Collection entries
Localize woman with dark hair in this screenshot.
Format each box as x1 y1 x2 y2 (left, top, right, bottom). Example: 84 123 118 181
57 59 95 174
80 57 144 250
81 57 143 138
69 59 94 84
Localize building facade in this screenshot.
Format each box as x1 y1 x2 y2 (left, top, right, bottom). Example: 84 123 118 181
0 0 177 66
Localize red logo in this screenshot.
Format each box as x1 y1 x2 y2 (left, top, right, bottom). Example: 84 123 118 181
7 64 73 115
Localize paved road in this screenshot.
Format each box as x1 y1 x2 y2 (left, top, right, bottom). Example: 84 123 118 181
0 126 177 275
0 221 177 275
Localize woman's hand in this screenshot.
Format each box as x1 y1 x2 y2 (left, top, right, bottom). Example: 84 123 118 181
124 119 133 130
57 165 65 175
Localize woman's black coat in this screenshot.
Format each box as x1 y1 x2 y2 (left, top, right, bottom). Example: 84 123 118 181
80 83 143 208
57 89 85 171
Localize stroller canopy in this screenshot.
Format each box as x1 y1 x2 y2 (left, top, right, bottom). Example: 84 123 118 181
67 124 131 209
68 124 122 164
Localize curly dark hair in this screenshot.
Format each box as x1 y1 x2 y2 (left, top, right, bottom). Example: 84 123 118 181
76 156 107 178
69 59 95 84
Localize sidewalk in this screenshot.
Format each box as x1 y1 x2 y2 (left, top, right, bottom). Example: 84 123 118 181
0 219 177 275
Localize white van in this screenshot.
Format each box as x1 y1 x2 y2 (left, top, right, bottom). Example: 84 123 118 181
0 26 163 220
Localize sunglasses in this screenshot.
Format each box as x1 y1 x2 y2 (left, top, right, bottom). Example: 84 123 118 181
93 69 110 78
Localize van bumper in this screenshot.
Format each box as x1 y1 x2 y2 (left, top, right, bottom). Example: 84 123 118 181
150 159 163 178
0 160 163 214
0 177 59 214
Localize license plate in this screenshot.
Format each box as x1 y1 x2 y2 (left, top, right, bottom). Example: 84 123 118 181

#### Work order:
The required output is the line containing "Localize sidewalk in this screenshot." through the last line of the records above, each copied exactly and nothing more.

#### Completed task:
Localize sidewalk in this screenshot.
Format each box as x1 y1 x2 y2 (left, top, right, bottom). Example: 84 123 118 181
0 219 177 275
Localize white van in this screenshot.
Format each box as x1 y1 x2 y2 (left, top, right, bottom). Example: 84 123 118 181
0 26 163 220
Localize sunglasses in this screenshot.
Format each box as x1 y1 x2 y2 (left, top, right, bottom). Example: 84 123 118 181
93 69 110 78
Localize van bumper in this screenshot.
Format each box as x1 y1 x2 y2 (left, top, right, bottom). Example: 84 123 118 181
150 159 163 178
0 160 163 214
0 177 59 214
Localize license plate in this screenshot.
Format each box as x1 y1 x2 y2 (left, top, right, bottom). Example: 84 123 118 181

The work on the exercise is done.